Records
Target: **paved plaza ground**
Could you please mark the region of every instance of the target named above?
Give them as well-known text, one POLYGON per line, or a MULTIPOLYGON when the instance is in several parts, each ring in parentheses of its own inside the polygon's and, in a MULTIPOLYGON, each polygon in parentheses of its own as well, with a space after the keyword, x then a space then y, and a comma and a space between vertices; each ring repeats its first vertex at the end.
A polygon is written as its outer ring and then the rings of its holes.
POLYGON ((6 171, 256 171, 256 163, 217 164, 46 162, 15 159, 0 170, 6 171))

*TASK STATEMENT*
Could you rewrite the whole listing above, requests included, with every polygon vertex coordinate in the answers scaled by 1.4 and rounded to whole numbers, halves up?

*EXERCISE RESPONSE*
Target: **paved plaza ground**
Could you please mark the region of every instance of the target named above?
Give them as well-known text, one POLYGON per line, or a MULTIPOLYGON when the instance is in several parts, each ring in parentheses of its own inside the polygon's and, in a MULTIPOLYGON, each polygon in parentheses of its own as well, with a space after the keyword, x then a space then y, and a comma and a space between vertices; each ring repeats its first vertex at the end.
A polygon is written as its outer ring and then the rings of its holes.
POLYGON ((8 239, 358 239, 358 228, 304 230, 64 227, 21 223, 0 238, 8 239))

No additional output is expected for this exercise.